# Task for comparing PCT and reinforcement theory

[From Bill Powers (950624.0620 MDT)]

Bruce Abbott and Rick Marken --

It occurs to me that we've been missing our best bet for a task to
compare PCT and reinforcement theory: a simple compensatory tracking
task. Let's set up a somewhat novel version in which cursor position is
set by

C := C + k*(H + D)

We know that with a nice slow disturbance, the subject will be able to
keep the cursor very close to, although not exactly on, a stationary
target. The errors, however, will show a very low correlation with the
handle movements. We can use a running average of error-squared, shown
as 100 minus the average error, as the "reinforcer." The cursor position
relative to the target, presumably, would be the discriminative
stimulus.

We know what the general PCT prediction is: handle position equal and
opposite to disturbance, cursor remains near target. The reinforcement
explanation would have to be something like probability of rightward
handle movement given cursor left or probability of leftward handle
movement given cursor right increases when the score moves toward 100,
decreases when it moves away from 100. Bruce can work out the details.

DATA SHOWN
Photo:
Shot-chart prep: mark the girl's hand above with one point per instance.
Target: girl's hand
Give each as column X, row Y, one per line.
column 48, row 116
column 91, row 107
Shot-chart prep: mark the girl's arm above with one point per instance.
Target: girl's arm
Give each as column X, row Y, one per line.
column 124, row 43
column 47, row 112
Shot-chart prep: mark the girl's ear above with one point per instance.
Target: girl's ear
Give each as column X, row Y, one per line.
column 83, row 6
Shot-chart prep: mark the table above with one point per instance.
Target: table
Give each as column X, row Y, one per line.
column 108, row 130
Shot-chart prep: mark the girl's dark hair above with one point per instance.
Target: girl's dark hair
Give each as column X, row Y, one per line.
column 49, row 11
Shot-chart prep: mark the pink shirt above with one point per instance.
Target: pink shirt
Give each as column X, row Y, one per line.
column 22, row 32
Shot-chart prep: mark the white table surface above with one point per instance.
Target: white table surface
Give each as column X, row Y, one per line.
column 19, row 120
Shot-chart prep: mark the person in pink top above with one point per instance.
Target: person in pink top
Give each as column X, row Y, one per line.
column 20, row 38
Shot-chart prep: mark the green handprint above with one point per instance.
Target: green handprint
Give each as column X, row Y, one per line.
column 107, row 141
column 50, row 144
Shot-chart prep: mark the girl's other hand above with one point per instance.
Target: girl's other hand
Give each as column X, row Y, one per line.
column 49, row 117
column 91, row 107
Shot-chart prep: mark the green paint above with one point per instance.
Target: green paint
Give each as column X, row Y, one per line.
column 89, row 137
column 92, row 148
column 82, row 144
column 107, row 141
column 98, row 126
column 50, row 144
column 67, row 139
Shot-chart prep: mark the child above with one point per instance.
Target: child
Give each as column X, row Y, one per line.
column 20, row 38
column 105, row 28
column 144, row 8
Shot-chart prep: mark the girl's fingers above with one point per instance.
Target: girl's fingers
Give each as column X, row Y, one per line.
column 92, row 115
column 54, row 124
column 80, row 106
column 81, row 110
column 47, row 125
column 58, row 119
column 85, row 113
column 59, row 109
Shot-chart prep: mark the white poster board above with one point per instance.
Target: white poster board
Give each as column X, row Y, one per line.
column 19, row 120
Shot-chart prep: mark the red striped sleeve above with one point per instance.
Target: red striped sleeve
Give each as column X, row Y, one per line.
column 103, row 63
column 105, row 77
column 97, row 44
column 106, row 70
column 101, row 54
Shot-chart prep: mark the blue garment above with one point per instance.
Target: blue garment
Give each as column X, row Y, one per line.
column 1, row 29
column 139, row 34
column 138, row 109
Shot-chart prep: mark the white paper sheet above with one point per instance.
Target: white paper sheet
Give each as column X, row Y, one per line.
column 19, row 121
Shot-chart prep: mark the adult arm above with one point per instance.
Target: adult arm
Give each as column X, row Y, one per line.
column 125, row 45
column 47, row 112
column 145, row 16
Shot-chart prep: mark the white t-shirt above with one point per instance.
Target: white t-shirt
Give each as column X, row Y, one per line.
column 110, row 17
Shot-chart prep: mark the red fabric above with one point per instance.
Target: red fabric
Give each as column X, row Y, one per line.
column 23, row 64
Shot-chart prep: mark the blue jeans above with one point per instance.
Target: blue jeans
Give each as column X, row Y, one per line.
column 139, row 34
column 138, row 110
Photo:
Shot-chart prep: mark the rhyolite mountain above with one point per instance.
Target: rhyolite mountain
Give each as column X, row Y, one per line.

REQUIRED ACTIONS
[1] Please list every person named in the post on comparing PCT and reinforcement theory.
[2] Extend the post on comparing PCT and reinforcement theory, picking up right after its final sentence.

RESULTS FOR THE EXERCISE
[1] Bill Powers, Bruce Abbott, Rick Marken

[2]
What will make the difference is that with an easy disturbance the
person will be controlling with an error near the noise level. The PCT
model will predict control whether the reinforcer is present or not --
or even if it varies randomly (lying about the actual error). An actual
working model using reinforcement theory will control very poorly
because of the low correlations, even with a truthful reinforcer, while
the PCT model will control as well as the subject does. I think.

This is a velocity-control task, so the PCT model just needs a
proportional gain in the output function; a very simple model with one
parameter will do well enough.

dc := dc + k*(H + D)*dt

c := c + dc*dt

This will require a first derivative in the output function of the
control system.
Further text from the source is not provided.